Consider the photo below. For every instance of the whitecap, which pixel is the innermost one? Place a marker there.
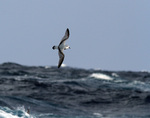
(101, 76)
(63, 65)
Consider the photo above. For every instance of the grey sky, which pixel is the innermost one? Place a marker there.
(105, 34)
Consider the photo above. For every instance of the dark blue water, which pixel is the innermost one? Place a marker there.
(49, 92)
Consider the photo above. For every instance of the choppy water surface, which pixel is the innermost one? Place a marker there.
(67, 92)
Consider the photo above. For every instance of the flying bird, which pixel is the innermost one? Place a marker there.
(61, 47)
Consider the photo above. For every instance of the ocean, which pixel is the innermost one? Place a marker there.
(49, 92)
* * *
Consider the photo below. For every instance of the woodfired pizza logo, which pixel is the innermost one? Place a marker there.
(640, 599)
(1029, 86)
---
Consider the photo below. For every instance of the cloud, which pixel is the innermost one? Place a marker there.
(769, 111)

GOAL ->
Count the lines in the material above that contain the string "marker", treating uppercase and lowercase as different. Reply with the number alone.

EXERCISE RESPONSE ->
8